维护栈,分讨入栈字符/栈内左括号数量解题

#include<bits/stdc++.h>
using namespace std;

const long long N = 5e5+5;

long long ans[N];
long long n;
bool tag[N];

struct E
{
	int v, pre;
};
int head[N], len;
E e[N<<1];
inline void addedge(int u, int v)
{
	e[++len].v = v; e[len].pre = head[u]; head[u] = len;
}

inline void dfs(long long u, long long l, long long k, long long fa)
{
	//从1到u的路程中,目前栈内有l个左括号,有k个相连的子串,父节点为fa 
	//先计算ans[u], 子节点的sl, 子节点的sk 
	long long sk = 0, sl = 0;
	if(tag[u]) {
		//右括号
		if(l < 1) {//断点 
			sl = 0;
			sk = 0;
			ans[u] = ans[fa];
		}
		else if(l == 1) {//结束一块合法括号串,此时有必要算一下多拼括号串的贡献 
			sl = 0;
			sk = k+1;
			ans[u] = ans[fa] + k + 1;
		}
		else {//l > 1 //什么都没有结束,拼出来一个括号 
			sl = l-1;
			sk = k;
			ans[u] = ans[fa] + 1;
		}
	}
	else {
		//左括号
		sl = l+1;
		sk = k;
		ans[u] = ans[fa];
	}
	//在对子节点下放
	for(long long i = head[u]; i; i = e[i].pre) {
		const long long v = e[i].v;
		if(v == fa) continue;
		dfs(v, sl, sk, u);
	}
}

int main()

*所给材料*
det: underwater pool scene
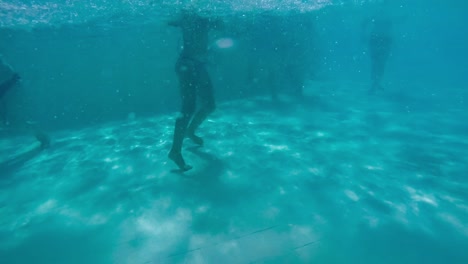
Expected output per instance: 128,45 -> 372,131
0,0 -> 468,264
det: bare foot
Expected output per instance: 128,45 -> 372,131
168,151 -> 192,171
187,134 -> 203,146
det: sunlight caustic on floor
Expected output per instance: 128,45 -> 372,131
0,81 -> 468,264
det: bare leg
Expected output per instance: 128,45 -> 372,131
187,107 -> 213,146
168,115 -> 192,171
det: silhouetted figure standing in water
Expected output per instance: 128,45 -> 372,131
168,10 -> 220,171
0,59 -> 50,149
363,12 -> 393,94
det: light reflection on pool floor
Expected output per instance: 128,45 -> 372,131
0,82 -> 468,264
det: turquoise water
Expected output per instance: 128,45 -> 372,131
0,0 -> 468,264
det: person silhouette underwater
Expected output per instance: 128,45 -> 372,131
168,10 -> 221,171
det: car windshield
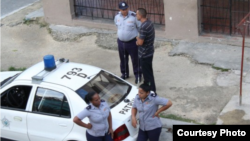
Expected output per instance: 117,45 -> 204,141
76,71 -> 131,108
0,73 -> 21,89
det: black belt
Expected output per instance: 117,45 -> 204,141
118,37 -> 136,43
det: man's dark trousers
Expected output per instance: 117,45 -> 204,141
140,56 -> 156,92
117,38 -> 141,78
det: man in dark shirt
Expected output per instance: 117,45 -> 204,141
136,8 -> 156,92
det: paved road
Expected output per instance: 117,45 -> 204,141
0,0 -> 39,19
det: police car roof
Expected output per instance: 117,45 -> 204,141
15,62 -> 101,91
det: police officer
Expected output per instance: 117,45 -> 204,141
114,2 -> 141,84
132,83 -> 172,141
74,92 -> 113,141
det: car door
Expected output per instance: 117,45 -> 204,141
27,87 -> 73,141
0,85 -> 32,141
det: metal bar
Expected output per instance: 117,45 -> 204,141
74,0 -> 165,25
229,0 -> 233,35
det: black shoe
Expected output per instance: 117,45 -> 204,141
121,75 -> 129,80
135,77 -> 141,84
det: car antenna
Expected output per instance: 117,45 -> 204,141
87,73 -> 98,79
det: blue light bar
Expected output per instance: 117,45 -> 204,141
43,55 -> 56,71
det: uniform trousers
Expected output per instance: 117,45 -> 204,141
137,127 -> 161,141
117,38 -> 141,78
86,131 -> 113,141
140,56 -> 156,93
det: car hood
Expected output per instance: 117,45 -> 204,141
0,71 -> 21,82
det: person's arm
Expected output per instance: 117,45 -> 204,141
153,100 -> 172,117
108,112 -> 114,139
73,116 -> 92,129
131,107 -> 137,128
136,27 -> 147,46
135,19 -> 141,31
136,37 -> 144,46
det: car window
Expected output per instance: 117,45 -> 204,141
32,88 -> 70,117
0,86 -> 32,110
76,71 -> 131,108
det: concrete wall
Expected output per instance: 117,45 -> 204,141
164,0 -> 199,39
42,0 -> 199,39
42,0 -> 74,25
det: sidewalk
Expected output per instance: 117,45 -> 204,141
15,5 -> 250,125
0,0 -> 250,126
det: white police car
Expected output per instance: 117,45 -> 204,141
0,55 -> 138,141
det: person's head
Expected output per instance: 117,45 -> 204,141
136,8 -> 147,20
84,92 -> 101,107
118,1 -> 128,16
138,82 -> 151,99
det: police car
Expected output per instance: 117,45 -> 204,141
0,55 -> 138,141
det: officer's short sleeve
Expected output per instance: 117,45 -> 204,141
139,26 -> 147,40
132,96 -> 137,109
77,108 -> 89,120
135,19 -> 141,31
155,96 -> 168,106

==

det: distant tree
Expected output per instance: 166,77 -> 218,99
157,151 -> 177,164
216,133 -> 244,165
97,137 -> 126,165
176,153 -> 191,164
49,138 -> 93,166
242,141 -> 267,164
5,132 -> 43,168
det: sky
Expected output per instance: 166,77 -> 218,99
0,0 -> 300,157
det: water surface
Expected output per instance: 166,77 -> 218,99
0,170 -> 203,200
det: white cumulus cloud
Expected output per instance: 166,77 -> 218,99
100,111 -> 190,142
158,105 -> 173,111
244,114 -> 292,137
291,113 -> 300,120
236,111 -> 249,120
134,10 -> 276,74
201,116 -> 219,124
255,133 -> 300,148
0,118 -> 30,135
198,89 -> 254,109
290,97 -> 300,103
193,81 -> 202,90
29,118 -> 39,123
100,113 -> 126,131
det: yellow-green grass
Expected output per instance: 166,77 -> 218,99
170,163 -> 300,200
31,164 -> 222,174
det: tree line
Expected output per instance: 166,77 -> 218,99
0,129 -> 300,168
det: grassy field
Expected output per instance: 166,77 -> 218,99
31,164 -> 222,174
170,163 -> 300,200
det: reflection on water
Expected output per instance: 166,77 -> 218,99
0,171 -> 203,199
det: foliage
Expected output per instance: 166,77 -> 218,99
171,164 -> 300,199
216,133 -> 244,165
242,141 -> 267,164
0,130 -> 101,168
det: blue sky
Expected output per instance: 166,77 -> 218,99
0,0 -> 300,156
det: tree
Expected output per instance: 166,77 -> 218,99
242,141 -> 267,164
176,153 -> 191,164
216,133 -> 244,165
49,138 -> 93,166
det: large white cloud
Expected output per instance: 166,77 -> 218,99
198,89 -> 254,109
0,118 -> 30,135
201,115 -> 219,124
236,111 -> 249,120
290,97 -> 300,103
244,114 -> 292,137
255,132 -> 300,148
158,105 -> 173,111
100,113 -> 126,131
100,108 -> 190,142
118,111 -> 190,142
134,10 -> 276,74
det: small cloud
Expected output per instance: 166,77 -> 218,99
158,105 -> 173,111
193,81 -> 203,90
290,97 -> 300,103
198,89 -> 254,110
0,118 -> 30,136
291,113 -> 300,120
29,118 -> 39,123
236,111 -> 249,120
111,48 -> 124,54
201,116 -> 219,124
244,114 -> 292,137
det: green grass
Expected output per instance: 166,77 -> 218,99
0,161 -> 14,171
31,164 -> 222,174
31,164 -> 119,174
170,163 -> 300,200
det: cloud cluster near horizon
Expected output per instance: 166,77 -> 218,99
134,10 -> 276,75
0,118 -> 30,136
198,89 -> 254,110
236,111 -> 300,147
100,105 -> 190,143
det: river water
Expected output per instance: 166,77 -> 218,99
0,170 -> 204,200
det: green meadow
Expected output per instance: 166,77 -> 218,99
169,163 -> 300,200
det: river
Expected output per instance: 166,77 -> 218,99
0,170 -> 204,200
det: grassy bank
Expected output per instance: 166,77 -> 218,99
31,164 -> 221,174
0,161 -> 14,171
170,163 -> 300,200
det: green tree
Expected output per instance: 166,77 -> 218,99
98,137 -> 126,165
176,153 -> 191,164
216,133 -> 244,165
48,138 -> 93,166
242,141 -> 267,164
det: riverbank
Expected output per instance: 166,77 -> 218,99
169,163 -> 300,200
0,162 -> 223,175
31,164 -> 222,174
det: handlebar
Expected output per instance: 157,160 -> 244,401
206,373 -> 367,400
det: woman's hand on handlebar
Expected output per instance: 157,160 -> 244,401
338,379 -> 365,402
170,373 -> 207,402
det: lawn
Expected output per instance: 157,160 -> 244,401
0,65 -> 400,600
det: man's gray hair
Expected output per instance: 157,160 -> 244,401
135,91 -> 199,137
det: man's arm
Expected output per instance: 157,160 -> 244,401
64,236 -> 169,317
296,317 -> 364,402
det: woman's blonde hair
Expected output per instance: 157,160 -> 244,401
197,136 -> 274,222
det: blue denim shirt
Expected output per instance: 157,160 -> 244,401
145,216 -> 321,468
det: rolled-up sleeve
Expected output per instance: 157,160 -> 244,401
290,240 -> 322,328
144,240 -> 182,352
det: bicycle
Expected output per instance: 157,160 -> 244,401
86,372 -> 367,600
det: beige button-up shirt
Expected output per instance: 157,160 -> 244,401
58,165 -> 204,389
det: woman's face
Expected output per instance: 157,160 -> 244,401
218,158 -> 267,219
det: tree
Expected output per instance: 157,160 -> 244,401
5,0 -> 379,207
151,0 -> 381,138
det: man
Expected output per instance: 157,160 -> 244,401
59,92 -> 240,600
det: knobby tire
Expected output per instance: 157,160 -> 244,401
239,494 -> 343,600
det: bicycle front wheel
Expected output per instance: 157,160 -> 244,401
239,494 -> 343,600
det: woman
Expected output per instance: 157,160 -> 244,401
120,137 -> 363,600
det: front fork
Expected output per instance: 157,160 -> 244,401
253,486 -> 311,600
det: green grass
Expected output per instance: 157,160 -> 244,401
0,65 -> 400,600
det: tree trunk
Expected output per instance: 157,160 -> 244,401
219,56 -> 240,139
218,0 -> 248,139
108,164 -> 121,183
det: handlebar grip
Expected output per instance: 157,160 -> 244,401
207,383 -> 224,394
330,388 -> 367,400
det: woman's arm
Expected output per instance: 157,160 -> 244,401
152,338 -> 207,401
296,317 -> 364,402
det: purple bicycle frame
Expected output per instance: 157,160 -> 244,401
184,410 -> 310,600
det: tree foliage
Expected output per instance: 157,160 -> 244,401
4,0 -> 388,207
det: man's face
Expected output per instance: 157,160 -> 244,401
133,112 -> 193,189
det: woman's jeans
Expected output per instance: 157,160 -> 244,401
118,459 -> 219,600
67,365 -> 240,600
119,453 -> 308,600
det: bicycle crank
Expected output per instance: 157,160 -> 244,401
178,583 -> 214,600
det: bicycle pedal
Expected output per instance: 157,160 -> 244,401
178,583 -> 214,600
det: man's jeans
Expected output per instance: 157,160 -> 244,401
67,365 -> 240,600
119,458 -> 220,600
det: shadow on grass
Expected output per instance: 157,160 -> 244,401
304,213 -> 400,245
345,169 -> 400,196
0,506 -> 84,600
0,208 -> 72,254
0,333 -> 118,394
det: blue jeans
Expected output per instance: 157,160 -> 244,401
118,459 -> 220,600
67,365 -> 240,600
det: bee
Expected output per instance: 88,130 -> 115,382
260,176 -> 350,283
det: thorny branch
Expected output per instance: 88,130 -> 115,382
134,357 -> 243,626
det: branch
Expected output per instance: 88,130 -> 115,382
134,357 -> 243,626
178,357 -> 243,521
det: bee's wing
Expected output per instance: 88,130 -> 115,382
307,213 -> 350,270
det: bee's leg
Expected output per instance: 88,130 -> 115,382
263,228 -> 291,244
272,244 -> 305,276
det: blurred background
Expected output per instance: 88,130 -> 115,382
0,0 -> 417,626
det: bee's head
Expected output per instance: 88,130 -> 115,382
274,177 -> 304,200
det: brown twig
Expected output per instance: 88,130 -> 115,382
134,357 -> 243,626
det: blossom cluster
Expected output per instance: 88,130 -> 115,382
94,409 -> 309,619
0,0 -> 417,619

*练习要求*
- A) 请根据节选回答下列问题,答案按相同序号逐行标注:
(i) 常量 N 被定义为多少?
(ii) 当 tag[u] 为真且 l == 1 时,ans[u] 如何计算?
(iii) 在左括号的情况下,sl 被设为什么?
- B) 判断下列说法是否与节选相符。每项回答“是”或“否”,并原样引用节选中起决定作用的文字:
(i) 结构体 E 含有成员 v 和 pre。
(ii) 当 l < 1 时,sk 被设为 k。
(iii) dfs 遍历子节点时会跳过父节点。

*参考答案*
- A)
(i) 5e5+5
(ii) ans[u] = ans[fa] + k + 1
(iii) l+1

- B)
(i) 是:“int v, pre;”
(ii) 否:“sk = 0;”
(iii) 是:“if(v == fa) continue;”